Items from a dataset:

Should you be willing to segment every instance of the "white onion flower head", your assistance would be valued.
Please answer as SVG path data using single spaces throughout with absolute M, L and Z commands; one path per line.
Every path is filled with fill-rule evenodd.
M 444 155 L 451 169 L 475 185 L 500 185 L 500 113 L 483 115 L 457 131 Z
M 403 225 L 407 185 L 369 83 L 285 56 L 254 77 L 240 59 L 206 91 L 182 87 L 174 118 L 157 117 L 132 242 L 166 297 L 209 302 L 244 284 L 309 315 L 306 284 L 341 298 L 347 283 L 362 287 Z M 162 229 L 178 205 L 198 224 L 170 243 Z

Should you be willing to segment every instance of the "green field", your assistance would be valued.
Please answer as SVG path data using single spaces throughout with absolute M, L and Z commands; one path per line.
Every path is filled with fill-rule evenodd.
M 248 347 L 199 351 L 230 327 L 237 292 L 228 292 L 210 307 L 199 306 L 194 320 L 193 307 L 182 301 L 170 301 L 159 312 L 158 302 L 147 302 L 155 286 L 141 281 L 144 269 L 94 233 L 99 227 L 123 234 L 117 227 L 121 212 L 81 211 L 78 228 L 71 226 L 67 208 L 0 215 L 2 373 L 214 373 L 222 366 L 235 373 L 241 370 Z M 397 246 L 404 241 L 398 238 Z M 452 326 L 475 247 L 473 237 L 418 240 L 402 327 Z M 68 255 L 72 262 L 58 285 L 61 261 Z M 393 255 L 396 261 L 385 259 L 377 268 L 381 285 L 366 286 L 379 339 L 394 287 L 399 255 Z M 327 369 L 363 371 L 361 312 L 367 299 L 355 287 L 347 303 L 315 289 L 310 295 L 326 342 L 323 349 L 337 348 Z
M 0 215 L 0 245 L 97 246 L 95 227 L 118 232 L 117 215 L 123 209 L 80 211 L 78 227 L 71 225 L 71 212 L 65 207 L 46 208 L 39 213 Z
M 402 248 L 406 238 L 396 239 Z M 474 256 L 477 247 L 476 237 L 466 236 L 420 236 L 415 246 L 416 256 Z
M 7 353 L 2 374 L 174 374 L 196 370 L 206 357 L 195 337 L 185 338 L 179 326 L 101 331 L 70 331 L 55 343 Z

WHAT TO PRODUCE:
Output each entry precisely as given.

TASK RESULT:
Should you be willing to segment every instance of the "white onion flower head", your assistance would be valued.
Please answer as SVG path data using single spaces throughout with absolute M, L and Z commands; one path per line.
Every path is filled with fill-rule evenodd.
M 444 155 L 451 169 L 475 185 L 500 185 L 500 113 L 483 115 L 457 131 Z
M 403 225 L 407 185 L 369 83 L 285 56 L 254 77 L 240 59 L 206 91 L 182 87 L 174 118 L 157 117 L 132 242 L 166 297 L 209 302 L 244 284 L 309 315 L 306 284 L 341 298 L 347 283 L 362 287 Z M 162 229 L 178 205 L 198 224 L 170 243 Z

Should you be willing to segment every instance of the "green field", your assistance would be valued.
Please answer as SVG path data using single spaces throughout with absolute M, L and Z commands; one path per line.
Every path is filled with fill-rule evenodd.
M 248 347 L 199 351 L 230 327 L 237 292 L 228 292 L 210 307 L 199 306 L 194 320 L 193 307 L 182 301 L 170 301 L 159 312 L 158 302 L 147 302 L 155 286 L 141 281 L 144 269 L 94 233 L 99 227 L 123 234 L 117 227 L 121 212 L 81 211 L 78 228 L 71 226 L 67 208 L 0 215 L 2 373 L 214 373 L 222 366 L 235 373 L 241 370 Z M 397 246 L 404 241 L 398 238 Z M 452 326 L 475 247 L 473 237 L 418 240 L 402 327 Z M 68 255 L 72 262 L 58 285 L 61 261 Z M 393 255 L 396 261 L 385 259 L 377 268 L 381 285 L 366 286 L 379 339 L 394 287 L 399 255 Z M 327 369 L 363 371 L 361 312 L 367 299 L 355 287 L 347 303 L 315 289 L 310 295 L 326 342 L 323 349 L 337 348 Z
M 0 215 L 0 245 L 97 246 L 95 227 L 118 232 L 117 215 L 123 209 L 80 211 L 78 227 L 71 225 L 71 212 L 65 207 L 46 208 L 39 213 Z
M 402 248 L 406 238 L 396 239 Z M 474 256 L 477 247 L 476 237 L 466 236 L 420 236 L 415 246 L 416 256 Z
M 7 353 L 2 374 L 174 374 L 196 370 L 206 357 L 195 337 L 185 338 L 179 326 L 101 331 L 70 331 L 55 343 Z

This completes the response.